- [WHAT THE TASK ASKS]: Copy exactly the lines from the "Would you mind indicating the white cloud" line to the end, both included, and nothing else.

- [EXTRACTED DATA]:
------
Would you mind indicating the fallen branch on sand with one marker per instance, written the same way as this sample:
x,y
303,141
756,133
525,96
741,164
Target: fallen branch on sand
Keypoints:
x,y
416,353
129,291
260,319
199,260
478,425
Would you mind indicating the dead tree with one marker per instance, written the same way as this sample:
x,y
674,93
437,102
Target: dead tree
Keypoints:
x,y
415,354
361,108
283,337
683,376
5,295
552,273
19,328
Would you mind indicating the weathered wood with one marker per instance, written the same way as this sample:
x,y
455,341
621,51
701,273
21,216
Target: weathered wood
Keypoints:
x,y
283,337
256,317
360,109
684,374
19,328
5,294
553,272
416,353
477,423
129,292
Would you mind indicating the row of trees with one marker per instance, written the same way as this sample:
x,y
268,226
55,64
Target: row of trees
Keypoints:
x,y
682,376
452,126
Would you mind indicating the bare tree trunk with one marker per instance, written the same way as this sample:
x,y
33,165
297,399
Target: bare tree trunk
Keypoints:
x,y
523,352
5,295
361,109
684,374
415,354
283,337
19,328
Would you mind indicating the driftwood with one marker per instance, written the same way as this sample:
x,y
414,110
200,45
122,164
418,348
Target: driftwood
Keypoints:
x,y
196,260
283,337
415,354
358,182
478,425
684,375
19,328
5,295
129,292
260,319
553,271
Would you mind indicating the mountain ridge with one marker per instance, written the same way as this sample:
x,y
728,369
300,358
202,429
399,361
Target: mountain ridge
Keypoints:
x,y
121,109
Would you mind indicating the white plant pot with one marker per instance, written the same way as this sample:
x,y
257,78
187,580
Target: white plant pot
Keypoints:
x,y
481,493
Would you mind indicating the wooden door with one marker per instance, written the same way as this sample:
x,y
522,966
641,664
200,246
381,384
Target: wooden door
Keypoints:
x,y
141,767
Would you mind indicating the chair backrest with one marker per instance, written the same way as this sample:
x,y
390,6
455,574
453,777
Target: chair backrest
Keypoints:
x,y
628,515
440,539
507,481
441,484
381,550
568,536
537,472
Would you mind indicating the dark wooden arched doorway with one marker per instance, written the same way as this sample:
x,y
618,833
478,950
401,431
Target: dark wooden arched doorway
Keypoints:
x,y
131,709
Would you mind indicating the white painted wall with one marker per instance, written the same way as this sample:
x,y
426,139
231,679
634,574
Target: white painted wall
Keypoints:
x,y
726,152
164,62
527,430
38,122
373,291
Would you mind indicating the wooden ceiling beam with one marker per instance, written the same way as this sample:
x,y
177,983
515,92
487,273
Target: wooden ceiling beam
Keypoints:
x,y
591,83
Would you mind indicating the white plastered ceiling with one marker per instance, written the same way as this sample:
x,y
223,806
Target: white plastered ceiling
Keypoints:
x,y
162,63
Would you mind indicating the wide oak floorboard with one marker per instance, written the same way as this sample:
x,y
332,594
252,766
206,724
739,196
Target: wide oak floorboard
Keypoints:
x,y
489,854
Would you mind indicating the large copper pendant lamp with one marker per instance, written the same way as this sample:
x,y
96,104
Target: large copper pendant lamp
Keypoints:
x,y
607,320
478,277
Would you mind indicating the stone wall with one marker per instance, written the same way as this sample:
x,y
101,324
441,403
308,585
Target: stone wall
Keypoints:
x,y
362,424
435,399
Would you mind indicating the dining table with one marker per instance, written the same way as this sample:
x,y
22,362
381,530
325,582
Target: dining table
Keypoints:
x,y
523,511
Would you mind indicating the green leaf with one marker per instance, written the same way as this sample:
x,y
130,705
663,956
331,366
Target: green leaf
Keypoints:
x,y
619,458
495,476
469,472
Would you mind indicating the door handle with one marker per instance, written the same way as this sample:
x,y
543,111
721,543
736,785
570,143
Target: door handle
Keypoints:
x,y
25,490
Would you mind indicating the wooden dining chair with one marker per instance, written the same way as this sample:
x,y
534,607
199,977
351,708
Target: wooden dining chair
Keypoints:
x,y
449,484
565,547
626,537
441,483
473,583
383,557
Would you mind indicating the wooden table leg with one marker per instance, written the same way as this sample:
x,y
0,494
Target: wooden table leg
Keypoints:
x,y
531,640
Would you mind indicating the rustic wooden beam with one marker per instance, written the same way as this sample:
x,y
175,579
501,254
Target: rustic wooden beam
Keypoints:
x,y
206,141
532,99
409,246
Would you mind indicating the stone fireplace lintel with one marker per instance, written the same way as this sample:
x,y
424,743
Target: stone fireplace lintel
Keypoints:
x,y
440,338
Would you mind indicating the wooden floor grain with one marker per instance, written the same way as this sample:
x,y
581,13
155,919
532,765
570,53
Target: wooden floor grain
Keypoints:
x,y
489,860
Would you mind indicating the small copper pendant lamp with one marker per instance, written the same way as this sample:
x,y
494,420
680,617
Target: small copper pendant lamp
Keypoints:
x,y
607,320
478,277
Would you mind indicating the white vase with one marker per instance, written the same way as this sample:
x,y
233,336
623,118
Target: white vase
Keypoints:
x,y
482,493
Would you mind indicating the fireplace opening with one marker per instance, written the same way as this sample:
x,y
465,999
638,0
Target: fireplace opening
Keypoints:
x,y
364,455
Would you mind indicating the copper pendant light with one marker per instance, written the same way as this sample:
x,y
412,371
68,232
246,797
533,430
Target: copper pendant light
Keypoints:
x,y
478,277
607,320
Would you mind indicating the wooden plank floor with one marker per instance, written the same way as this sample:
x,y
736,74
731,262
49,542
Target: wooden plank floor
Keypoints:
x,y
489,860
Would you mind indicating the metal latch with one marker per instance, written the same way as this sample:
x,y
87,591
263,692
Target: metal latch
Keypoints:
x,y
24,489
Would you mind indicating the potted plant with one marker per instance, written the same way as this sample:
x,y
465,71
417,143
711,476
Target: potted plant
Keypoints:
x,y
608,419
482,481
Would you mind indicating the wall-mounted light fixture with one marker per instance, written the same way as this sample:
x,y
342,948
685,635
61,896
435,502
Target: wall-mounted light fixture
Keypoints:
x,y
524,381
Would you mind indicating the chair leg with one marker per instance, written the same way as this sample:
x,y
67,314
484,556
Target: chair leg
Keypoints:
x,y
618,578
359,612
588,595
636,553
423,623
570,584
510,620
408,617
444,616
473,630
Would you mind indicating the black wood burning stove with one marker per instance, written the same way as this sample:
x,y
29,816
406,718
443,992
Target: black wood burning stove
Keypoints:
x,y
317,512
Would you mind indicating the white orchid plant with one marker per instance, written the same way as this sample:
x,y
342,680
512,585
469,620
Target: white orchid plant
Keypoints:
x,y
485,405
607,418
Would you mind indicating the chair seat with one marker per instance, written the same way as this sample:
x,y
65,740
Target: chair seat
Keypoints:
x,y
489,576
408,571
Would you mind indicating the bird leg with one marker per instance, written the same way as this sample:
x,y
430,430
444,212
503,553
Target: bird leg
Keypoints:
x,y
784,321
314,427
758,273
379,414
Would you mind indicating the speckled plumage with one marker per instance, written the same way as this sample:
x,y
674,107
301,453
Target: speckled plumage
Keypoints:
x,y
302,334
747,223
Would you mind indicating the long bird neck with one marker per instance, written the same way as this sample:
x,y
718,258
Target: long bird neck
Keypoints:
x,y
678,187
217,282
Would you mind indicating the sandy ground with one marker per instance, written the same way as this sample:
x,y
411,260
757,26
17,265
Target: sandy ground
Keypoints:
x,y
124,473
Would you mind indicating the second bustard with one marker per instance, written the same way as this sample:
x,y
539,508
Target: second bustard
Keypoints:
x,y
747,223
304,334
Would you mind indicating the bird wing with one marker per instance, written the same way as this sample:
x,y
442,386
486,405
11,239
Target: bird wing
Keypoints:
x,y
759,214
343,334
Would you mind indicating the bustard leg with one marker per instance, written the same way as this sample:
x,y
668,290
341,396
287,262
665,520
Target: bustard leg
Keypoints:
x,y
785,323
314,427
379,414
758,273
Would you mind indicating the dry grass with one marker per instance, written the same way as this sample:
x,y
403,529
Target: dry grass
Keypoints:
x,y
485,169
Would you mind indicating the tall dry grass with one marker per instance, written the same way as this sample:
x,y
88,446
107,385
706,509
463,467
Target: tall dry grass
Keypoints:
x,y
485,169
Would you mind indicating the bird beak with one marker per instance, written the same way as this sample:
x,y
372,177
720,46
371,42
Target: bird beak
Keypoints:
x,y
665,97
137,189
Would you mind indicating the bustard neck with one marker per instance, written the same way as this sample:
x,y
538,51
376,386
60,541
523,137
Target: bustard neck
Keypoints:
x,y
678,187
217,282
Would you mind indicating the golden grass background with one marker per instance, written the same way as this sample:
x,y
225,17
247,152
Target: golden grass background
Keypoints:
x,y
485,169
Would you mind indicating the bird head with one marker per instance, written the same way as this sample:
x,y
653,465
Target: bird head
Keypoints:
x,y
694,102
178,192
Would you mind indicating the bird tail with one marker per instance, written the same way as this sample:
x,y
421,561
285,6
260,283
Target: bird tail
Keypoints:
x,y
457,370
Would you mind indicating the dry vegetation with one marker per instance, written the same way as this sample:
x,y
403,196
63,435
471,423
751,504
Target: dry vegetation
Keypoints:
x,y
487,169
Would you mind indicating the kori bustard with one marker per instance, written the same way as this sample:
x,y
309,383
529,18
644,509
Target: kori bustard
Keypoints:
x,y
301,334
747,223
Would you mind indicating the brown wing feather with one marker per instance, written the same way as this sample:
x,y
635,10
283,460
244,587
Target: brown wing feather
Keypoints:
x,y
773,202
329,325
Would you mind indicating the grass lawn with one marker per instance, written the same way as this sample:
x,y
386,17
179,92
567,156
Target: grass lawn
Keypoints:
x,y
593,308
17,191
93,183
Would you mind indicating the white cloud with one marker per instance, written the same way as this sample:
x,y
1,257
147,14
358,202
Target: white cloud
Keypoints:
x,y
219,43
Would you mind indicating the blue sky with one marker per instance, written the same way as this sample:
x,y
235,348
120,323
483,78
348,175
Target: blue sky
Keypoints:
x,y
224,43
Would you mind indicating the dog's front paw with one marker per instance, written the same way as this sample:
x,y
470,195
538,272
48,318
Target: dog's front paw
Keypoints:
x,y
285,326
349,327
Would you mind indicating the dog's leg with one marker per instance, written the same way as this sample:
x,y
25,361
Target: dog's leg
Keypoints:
------
- [SOLVED EXERCISE]:
Would you mind indicating the white cloud with one marker per instance, written the same way as this sample:
x,y
1,257
147,14
358,202
Target: white cloud
Keypoints:
x,y
219,43
Would you mind indicating the blue sky with one marker per instance, written the same way as this sample:
x,y
235,348
120,323
483,78
348,175
Target: blue sky
Keypoints:
x,y
224,43
Would you mind indicating the dog's front paw with one marker per instance, written the same way as this sample:
x,y
470,195
538,272
48,318
Target: dog's front paw
Keypoints:
x,y
285,326
349,327
Would you mind indicating the dog's leg with one marker per instance, written the same way as this sample:
x,y
25,361
Target: dog's leg
Keypoints:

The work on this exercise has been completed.